Activity
Among the entries, find the lines with the string "below" and report them.

Data to examine

○ ○ ○ ○ ○ ○ ○

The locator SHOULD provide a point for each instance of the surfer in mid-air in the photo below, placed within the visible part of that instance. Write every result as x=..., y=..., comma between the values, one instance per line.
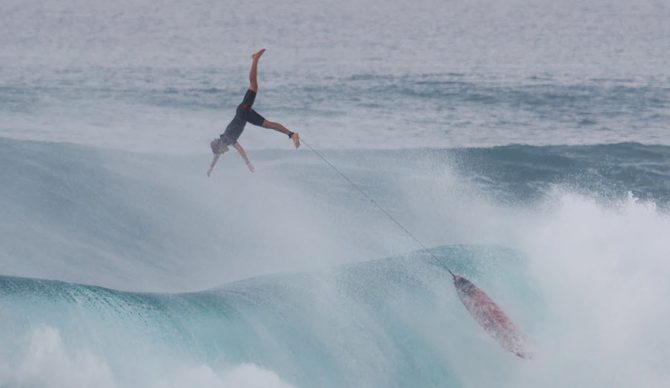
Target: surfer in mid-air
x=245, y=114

○ ○ ○ ○ ○ ○ ○

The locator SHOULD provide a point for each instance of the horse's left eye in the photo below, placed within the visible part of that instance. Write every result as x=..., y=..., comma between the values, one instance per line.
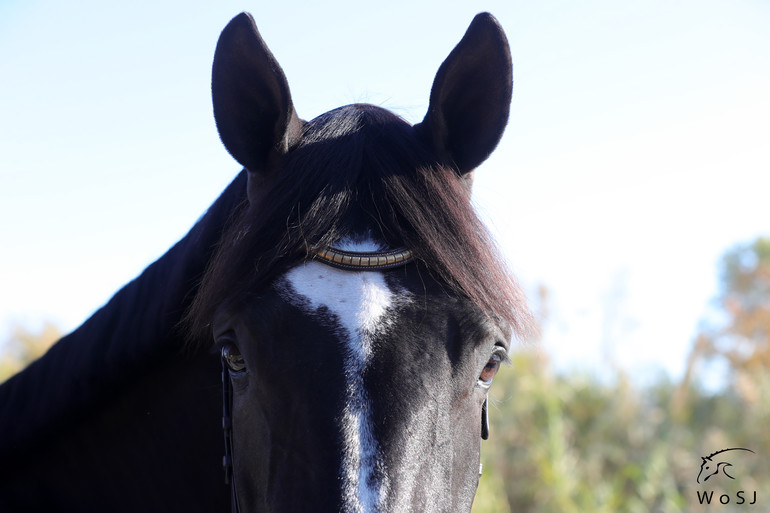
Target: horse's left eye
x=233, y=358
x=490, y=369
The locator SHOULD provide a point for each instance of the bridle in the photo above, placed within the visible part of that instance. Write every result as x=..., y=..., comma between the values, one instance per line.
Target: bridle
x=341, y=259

○ ○ ○ ○ ○ ○ ○

Exercise solution
The locator SHOULD provide a point for each instance of the surfer in mid-air in the photo below, placed within the visible part of that instance. Write every result as x=..., y=..., comma between the values, one instance per line.
The locator SHOULD provide a point for each instance of the horse's left eye in the photo below, placed within the visible part of that instance. Write every result as x=..., y=..., comma between the values, one instance per line.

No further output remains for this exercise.